## [PROBLEMS AND TASKS]
A: In one to three sentences, explain why the narrator of the excerpt about Advent and darkness says they were in love with the dark.
B: Output the passage from the excerpt about Advent and darkness that starts at "My first attempt" and ends at "being a poof.".

*** EXCERPT PROVIDED ***

As a boy I fell in love with Advent, and at the same time fell in love with God and the church. But my love affair with darkness had a much longer history. At nine or 10 I was becoming aware of myself. At night I would close my eyes as tightly as I could manage until all I could see was the fluorescent tracer fire that tumbles around the inside of eyelids. Then I would open the "Blue Book" in my mind, my young metaphor for a repertoire of fantasy, and live out fantasies so masochistic that they now make me uncomfortable. They were nearly always solo fantasies, always naked but never genital; the one thing I know with utter certainty though is that they were sexual. In one, which would become important to me later on, I was standing naked on a gravel path beside a stream. The water was dark and the trees on the other side of the water formed an impenetrable screen. In front of me on the path was an open backed truck and my hands were tied to it with twine. The fantasy consisted of being dragged along the path by the truck, the gravel skinning the top of my feet. It was a great thrill at the time.

My first attempt at seduction was in the dark; seduction became an art always practised at night. Not in the deep of night but in the first night of evening and in twilight, in the time before curfew and, "It's time to come in now!" from mum. Seduction was practised outside in the woods and fields surrounding my home, even in the run-down riding stable at the top of my road. Among the straw, the horse sweat and the smell of leather tackle, my school friends and I would enjoy our bodies. It was not horseplay: it was too subtle, too kind, too exploratory. In the dark places of seduction it was safe to touch, to explore and encounter someone else's body. To touch in a way that was not having your arm twisted behind your back or face pressed into the mud for being a poof.

So I was in love with the dark; not a dark which was cold or menacing, not a dark in which nasty things lurked but rather a dark where I could begin to feel. The dark was nurturing, it was where, in church, I was connected to everyone else; living, dead, present or not, mentally disturbed, outcast, old, young, poor, rich, intelligent, of the establishment, or criminal - in fact, everyone gathered around that table. All Eucharists are like that for me but Advent held special mystery.

*** LISTED RECORDS ***

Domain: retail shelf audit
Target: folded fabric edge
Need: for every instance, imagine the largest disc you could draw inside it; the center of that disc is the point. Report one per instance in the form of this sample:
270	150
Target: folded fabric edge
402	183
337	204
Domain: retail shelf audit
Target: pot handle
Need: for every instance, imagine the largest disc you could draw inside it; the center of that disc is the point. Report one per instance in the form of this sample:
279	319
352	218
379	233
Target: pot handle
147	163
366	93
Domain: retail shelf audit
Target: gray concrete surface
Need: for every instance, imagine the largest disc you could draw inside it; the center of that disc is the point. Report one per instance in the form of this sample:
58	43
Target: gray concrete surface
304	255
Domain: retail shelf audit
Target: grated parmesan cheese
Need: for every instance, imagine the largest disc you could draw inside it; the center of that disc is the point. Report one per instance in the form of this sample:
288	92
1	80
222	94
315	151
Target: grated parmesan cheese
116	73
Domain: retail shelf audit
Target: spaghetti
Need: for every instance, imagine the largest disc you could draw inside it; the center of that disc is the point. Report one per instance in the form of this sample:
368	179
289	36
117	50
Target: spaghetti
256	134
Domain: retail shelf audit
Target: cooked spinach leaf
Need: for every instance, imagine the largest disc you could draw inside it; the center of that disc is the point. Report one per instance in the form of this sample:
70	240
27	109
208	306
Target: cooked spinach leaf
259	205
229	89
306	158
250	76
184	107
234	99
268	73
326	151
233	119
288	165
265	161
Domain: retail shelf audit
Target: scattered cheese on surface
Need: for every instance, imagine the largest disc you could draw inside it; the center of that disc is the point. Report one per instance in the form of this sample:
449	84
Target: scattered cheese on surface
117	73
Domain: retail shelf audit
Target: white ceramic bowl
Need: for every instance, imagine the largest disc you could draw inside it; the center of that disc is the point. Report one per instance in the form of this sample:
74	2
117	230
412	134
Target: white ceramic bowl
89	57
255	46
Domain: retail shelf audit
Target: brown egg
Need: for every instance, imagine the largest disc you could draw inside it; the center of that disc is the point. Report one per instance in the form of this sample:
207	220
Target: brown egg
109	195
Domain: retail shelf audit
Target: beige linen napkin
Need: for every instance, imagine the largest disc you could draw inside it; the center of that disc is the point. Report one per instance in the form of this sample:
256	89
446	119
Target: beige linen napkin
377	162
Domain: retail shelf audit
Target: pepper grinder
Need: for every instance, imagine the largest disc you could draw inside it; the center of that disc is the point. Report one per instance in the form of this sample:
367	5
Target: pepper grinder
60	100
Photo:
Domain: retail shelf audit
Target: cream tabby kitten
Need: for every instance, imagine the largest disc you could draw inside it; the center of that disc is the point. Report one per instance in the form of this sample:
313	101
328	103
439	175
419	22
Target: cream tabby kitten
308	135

***
*** LISTED RECORDS ***

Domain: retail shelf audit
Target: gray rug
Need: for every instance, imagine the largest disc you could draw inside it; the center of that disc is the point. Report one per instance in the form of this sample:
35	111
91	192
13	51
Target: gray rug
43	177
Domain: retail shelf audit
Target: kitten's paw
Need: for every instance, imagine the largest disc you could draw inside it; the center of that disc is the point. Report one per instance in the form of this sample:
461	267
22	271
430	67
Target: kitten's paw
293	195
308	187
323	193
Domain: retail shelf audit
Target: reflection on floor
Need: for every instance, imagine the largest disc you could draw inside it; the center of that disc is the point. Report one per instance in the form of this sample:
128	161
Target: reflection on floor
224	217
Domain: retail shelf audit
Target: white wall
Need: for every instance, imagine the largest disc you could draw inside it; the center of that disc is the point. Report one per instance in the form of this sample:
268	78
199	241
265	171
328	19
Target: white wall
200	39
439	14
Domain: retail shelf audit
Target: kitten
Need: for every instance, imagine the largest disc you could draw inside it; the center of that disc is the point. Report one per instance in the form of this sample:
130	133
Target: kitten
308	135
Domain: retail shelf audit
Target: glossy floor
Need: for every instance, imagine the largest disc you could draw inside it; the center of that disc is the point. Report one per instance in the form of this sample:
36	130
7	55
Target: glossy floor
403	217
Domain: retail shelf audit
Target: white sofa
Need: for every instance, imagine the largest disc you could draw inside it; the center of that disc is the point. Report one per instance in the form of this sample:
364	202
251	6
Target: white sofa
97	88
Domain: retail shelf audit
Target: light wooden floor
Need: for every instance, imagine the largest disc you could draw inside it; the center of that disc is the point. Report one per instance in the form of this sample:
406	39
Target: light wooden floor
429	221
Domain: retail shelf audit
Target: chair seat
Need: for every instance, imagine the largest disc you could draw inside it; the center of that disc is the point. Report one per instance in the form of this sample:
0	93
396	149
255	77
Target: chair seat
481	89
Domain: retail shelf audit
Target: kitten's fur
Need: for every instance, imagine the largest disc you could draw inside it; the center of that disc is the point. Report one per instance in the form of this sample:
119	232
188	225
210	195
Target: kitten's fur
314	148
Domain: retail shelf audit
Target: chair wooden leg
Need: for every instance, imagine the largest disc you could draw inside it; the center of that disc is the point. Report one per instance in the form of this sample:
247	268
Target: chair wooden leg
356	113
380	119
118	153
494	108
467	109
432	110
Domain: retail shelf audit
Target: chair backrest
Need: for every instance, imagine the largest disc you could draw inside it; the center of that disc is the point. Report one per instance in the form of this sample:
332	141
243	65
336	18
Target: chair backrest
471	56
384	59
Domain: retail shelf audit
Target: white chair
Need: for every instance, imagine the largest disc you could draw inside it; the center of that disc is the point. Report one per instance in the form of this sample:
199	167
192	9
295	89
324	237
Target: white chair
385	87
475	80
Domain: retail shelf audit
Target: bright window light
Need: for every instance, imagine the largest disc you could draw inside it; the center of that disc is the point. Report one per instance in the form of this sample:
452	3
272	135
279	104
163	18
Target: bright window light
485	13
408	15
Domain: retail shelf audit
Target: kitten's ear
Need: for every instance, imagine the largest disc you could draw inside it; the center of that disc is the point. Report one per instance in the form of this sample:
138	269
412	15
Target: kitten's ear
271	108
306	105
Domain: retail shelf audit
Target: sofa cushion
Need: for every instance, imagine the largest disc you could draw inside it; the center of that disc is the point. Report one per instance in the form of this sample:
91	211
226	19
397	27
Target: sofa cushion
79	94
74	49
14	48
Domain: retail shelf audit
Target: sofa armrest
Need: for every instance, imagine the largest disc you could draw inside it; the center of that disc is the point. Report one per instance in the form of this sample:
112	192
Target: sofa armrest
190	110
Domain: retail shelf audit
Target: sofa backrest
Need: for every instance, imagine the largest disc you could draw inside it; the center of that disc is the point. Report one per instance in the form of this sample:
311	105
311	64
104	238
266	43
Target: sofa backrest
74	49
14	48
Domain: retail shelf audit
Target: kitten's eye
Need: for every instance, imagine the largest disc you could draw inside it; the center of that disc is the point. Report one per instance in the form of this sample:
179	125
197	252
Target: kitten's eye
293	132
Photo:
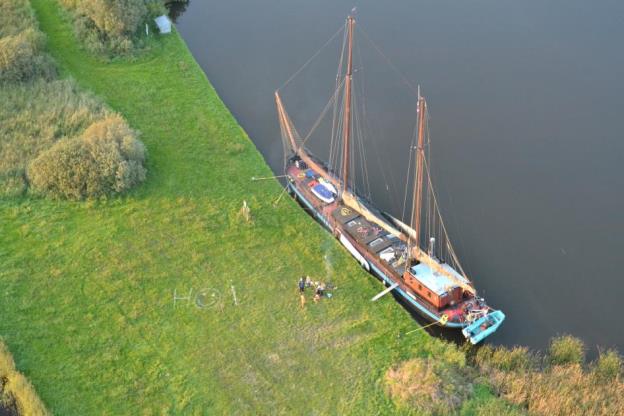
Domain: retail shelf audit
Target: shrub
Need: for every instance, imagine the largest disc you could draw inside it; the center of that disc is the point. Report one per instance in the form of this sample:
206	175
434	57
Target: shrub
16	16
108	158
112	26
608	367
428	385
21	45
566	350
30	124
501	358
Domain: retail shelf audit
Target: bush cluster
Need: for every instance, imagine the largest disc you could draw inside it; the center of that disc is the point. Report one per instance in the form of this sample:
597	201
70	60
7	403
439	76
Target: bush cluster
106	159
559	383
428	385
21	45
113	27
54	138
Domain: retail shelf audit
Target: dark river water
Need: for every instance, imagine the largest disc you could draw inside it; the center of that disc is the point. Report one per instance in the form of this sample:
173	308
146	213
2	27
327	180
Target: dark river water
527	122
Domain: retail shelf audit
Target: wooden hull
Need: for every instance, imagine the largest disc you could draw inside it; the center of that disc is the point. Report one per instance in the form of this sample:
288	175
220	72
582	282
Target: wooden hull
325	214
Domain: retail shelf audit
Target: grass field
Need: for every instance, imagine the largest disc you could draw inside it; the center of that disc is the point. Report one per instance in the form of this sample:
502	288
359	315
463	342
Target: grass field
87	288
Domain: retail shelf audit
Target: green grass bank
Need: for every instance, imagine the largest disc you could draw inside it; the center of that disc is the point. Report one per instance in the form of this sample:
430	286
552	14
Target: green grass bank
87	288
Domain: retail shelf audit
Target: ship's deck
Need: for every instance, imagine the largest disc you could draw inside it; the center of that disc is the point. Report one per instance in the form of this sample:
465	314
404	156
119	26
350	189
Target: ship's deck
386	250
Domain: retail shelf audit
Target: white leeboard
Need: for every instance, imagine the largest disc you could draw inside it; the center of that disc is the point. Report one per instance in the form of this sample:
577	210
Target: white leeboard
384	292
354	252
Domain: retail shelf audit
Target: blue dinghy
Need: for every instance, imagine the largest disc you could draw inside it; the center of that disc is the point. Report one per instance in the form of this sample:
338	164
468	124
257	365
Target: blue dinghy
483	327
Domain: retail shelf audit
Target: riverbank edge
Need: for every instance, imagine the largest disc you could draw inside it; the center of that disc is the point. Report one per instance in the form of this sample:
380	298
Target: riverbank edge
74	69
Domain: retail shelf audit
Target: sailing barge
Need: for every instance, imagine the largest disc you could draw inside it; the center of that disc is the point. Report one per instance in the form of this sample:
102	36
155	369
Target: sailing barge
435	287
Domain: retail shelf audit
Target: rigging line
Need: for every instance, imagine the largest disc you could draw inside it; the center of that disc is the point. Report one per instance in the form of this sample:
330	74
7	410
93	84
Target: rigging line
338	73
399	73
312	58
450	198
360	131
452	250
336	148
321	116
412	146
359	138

***
*** LISTED RECORDS ***

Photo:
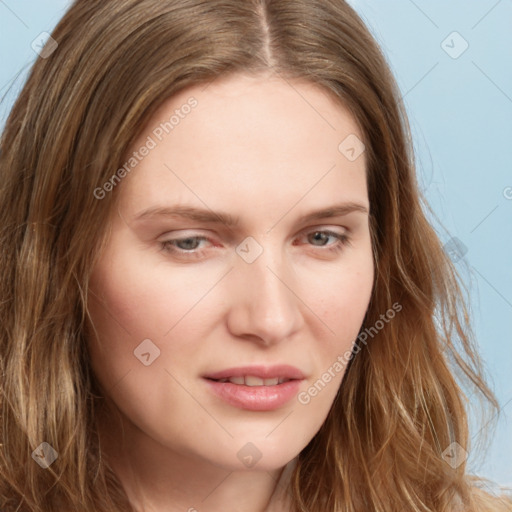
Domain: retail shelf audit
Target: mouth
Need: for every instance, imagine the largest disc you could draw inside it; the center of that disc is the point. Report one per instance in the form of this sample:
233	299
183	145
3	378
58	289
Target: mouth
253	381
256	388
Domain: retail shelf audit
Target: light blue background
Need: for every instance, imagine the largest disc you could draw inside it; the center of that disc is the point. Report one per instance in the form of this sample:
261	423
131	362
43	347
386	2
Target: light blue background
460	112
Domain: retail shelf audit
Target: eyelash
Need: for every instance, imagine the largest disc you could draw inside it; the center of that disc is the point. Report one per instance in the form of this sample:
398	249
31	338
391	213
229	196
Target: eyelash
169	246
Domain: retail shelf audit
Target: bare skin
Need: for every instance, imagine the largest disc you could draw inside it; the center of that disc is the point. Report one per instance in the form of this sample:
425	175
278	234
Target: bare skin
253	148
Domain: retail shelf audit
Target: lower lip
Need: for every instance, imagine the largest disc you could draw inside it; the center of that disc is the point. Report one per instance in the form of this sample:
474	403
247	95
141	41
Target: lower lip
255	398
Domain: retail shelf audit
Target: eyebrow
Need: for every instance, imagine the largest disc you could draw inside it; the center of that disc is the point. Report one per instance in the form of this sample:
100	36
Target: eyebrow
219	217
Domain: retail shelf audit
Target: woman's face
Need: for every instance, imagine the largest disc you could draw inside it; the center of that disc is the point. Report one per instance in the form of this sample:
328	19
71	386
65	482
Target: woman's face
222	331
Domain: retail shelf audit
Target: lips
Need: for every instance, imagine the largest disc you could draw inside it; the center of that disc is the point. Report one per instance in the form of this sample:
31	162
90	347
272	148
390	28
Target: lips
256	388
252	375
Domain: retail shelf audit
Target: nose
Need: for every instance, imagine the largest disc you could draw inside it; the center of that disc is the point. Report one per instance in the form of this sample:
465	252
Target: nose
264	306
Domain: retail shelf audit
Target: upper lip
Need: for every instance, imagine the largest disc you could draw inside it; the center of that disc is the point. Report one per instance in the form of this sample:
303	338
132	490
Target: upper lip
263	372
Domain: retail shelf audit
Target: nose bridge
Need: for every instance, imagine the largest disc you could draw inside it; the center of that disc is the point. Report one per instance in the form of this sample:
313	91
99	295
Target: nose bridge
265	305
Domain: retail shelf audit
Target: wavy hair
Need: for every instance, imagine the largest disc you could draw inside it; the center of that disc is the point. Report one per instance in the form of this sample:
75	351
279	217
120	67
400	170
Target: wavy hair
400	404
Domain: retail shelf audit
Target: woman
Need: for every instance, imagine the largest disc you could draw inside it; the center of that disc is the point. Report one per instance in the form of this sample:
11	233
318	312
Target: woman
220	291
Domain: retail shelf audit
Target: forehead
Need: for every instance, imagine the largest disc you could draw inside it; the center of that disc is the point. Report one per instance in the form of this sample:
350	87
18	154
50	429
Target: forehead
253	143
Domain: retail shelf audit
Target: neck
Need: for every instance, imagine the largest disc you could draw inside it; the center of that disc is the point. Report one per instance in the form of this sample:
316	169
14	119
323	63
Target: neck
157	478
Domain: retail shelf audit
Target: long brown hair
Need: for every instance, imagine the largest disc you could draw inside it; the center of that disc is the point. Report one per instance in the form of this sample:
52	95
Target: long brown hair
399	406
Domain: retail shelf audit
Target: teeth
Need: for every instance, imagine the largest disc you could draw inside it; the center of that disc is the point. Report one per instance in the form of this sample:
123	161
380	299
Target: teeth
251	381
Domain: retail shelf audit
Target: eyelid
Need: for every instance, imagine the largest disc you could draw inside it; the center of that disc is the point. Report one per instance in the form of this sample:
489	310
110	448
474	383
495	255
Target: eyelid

***

## [SOLUTIONS TO EACH TASK]
A: The dark was not cold, menacing or full of lurking nasty things but a place where the narrator could begin to feel. It was nurturing, and in church it connected the narrator to everyone else gathered around the table: living or dead, outcast or establishment, poor or rich.

B:
My first attempt at seduction was in the dark; seduction became an art always practised at night. Not in the deep of night but in the first night of evening and in twilight, in the time before curfew and, "It's time to come in now!" from mum. Seduction was practised outside in the woods and fields surrounding my home, even in the run-down riding stable at the top of my road. Among the straw, the horse sweat and the smell of leather tackle, my school friends and I would enjoy our bodies. It was not horseplay: it was too subtle, too kind, too exploratory. In the dark places of seduction it was safe to touch, to explore and encounter someone else's body. To touch in a way that was not having your arm twisted behind your back or face pressed into the mud for being a poof.